» **Exercise description**
Transcribe the records below exactly.

-=-=-

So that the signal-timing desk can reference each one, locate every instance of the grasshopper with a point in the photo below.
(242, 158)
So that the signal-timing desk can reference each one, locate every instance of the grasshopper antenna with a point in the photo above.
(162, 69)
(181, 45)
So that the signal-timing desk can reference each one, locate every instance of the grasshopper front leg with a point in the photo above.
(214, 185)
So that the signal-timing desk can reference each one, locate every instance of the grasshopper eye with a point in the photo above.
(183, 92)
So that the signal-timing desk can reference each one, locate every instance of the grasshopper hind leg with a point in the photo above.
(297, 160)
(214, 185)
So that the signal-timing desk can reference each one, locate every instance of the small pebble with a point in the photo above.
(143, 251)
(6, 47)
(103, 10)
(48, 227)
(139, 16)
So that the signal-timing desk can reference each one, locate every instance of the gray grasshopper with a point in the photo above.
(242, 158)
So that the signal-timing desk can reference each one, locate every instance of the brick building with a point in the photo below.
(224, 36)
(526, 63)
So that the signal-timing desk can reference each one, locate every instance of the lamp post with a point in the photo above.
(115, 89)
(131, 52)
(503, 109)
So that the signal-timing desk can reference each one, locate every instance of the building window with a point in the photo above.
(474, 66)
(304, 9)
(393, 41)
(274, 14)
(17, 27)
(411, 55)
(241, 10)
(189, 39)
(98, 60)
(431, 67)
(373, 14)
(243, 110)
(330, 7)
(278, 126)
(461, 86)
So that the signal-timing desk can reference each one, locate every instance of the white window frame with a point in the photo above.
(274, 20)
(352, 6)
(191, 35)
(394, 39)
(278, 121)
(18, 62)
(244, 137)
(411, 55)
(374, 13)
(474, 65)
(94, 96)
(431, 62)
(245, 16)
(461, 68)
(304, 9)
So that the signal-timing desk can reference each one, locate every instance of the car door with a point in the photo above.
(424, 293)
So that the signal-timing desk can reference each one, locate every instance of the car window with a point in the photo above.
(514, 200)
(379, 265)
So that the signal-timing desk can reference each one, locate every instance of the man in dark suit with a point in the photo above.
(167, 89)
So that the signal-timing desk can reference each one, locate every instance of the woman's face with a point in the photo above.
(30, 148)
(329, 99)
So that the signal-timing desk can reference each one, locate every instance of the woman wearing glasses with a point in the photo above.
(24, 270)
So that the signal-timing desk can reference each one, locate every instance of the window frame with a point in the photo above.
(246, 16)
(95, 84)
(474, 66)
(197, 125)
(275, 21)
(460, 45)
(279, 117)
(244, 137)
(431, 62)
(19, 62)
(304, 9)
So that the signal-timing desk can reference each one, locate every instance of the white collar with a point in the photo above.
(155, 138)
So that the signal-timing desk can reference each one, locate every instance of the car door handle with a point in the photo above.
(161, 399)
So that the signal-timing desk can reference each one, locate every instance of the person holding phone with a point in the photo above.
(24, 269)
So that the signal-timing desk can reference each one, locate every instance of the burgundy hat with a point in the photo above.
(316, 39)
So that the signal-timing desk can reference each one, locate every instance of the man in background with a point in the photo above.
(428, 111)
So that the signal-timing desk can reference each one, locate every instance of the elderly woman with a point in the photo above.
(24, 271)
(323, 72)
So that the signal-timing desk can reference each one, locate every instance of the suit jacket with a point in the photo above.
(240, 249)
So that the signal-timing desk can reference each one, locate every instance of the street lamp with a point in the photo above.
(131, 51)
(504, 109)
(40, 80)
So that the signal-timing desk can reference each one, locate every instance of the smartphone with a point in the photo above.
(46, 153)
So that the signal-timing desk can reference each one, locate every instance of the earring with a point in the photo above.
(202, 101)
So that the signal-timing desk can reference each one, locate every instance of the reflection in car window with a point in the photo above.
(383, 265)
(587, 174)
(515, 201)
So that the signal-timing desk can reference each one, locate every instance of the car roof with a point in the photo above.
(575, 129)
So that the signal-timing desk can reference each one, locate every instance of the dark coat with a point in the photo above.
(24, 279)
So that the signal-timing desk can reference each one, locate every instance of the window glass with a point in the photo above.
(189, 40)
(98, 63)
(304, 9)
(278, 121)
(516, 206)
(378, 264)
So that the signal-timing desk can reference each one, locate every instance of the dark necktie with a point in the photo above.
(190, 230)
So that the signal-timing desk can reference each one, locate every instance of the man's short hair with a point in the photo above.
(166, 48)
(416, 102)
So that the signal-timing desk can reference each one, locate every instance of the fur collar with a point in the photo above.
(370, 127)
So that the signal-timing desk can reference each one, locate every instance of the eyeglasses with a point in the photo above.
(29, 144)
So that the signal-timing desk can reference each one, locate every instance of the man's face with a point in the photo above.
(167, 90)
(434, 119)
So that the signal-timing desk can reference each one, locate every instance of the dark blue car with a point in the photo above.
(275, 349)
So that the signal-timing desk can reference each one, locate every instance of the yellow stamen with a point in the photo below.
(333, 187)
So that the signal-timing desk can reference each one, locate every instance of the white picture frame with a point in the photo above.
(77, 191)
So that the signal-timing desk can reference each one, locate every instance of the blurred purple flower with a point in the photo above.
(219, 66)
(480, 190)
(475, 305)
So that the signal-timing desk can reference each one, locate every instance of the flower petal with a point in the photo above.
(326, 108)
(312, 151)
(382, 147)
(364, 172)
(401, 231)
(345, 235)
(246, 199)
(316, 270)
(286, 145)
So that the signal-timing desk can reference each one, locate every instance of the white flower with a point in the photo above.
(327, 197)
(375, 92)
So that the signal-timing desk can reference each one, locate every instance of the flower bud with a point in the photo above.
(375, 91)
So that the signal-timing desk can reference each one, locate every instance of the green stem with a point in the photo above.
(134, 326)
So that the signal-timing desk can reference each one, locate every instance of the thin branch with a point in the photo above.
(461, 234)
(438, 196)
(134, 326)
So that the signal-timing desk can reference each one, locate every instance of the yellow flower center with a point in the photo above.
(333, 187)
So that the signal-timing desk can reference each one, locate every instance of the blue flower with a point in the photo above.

-=-=-

» **Result of the exercise**
So that the signal-timing desk can reference each one, locate every instance of the grasshopper with a point in the photo below.
(242, 158)
So that the signal-timing desk can reference each one, locate every instance of the grasshopper antenna with a point in the photo above.
(162, 69)
(181, 45)
So that the signal-timing desk can reference each one, locate every instance of the grasshopper front leg with a point in the photo above.
(214, 185)
So that the signal-timing desk can reference each one, locate every instance of the grasshopper eye with a point in the photo above.
(183, 92)
So that the signal-timing desk can reference each one, locate every instance of the grasshopper hind leg with a point in the photo above.
(297, 160)
(214, 185)
So that the signal-timing desk can reference each one, locate every instance of the small pebble with a point in the photo above.
(143, 251)
(6, 47)
(103, 10)
(48, 227)
(139, 16)
So that the signal-timing desk can reference each one, locate every instance of the gray grasshopper with a point in the photo above.
(242, 158)
So that the signal-timing desk can reference each one, locate every instance of the brick building with a point in the photo below.
(224, 36)
(526, 63)
So that the signal-timing desk can reference each one, locate every instance of the lamp post with a point in the photo above.
(115, 89)
(131, 52)
(503, 109)
So that the signal-timing desk can reference each one, locate every instance of the building window with a point in the photo above.
(474, 66)
(304, 9)
(393, 41)
(274, 14)
(17, 27)
(411, 55)
(241, 10)
(189, 39)
(98, 60)
(431, 67)
(373, 14)
(243, 110)
(330, 7)
(278, 126)
(461, 86)
So that the signal-timing desk can reference each one, locate every instance of the white window frame with a point in the photo above.
(274, 20)
(352, 6)
(191, 35)
(394, 39)
(278, 121)
(18, 62)
(244, 137)
(411, 55)
(374, 13)
(474, 65)
(94, 96)
(431, 62)
(245, 16)
(461, 68)
(304, 9)
So that the signal-timing desk can reference each one, locate every instance of the car door with a point in the photo above.
(424, 293)
So that the signal-timing desk can reference each one, locate every instance of the car window with a point in the photo above.
(514, 200)
(379, 265)
So that the signal-timing desk can reference each one, locate every instance of the man in dark suit with a point in the photo above.
(167, 89)
So that the signal-timing desk can reference each one, locate every instance of the woman's face with a point in the photo above.
(30, 148)
(329, 99)
So that the signal-timing desk can reference each one, locate every instance of the woman wearing glasses with a point in the photo above.
(24, 270)
So that the signal-timing desk can reference each one, locate every instance of the window frame with a point in the photo above.
(246, 16)
(95, 84)
(474, 66)
(197, 125)
(275, 21)
(460, 45)
(279, 117)
(244, 137)
(431, 62)
(19, 62)
(304, 9)
So that the signal-timing desk can reference each one, locate every instance of the white collar with a point in the photo above.
(155, 138)
So that the signal-timing desk can reference each one, locate every instance of the car door handle with a point in the photo above.
(161, 399)
So that the signal-timing desk can reference each one, locate every instance of the person holding phone with a point in the photo above.
(24, 269)
So that the signal-timing desk can reference each one, locate every instance of the burgundy hat with a point in the photo above.
(316, 39)
So that the signal-timing desk can reference each one, locate every instance of the man in background with a point in the photo above.
(428, 111)
So that the signal-timing desk can reference each one, locate every instance of the elderly woman with a point in the photo above.
(24, 271)
(323, 72)
So that the signal-timing desk can reference each one, locate every instance of the suit jacket with a point in the photo above.
(240, 249)
So that the signal-timing desk can reference each one, locate every instance of the street lamp with a point in the photo above.
(131, 51)
(504, 109)
(40, 80)
So that the signal-timing desk can reference each one, locate every instance of the smartphone with a point in the photo above.
(46, 153)
So that the signal-timing desk can reference each one, locate every instance of the earring with a point in the photo above.
(202, 101)
So that the signal-timing desk can reference each one, locate every instance of the reflection in car window with a point in the photo above.
(383, 265)
(587, 174)
(515, 201)
So that the signal-timing desk can reference each one, locate every instance of the car roof with a point in the photo above.
(575, 129)
So that the signal-timing desk can reference each one, locate every instance of the dark coat with a point in the photo above.
(24, 279)
So that the signal-timing desk can reference each one, locate every instance of the window glass with a point in the photo above.
(189, 40)
(98, 63)
(304, 9)
(278, 121)
(516, 206)
(378, 264)
So that the signal-timing desk can reference each one, locate every instance of the dark necktie with a point in the photo above.
(190, 230)
So that the signal-timing desk can reference each one, locate every instance of the man's short hair with a point in the photo above.
(166, 48)
(416, 102)
So that the signal-timing desk can reference each one, locate every instance of the fur collar with a point in the photo above.
(370, 127)
So that the signal-timing desk can reference each one, locate every instance of the eyeglasses with a point in the photo above.
(29, 144)
So that the signal-timing desk can reference each one, locate every instance of the man's face with a point in the photo above.
(167, 90)
(434, 119)
So that the signal-timing desk can reference each one, locate every instance of the dark blue car with a point in the photo above.
(275, 349)
So that the signal-timing desk can reference each one, locate every instance of the yellow stamen with a point in the photo below.
(333, 187)
So that the signal-timing desk can reference each one, locate every instance of the white picture frame with a point in the photo above.
(77, 191)
So that the signal-timing desk can reference each one, locate every instance of the blurred purple flower with a point in the photo above.
(219, 66)
(480, 190)
(475, 305)
So that the signal-timing desk can reference each one, locate every instance of the flower petal with a point in the photo above.
(326, 108)
(312, 151)
(382, 147)
(364, 172)
(401, 231)
(345, 235)
(246, 199)
(316, 270)
(286, 145)
So that the signal-timing desk can reference each one, locate every instance of the white flower with a point in the photo above.
(327, 197)
(375, 92)
So that the signal-timing desk can reference each one, locate every instance of the flower bud with a point in the photo above.
(375, 91)
So that the signal-timing desk can reference each one, locate every instance of the green stem with a point in the photo above.
(134, 326)
So that the signal-timing desk can reference each one, locate every instance of the thin branch with a point in the photo above.
(461, 234)
(438, 196)
(134, 326)
So that the signal-timing desk can reference each one, locate every instance of the yellow flower center with a point in the photo above.
(333, 187)
So that the signal-timing desk can reference each one, locate every instance of the blue flower with a point in the photo above.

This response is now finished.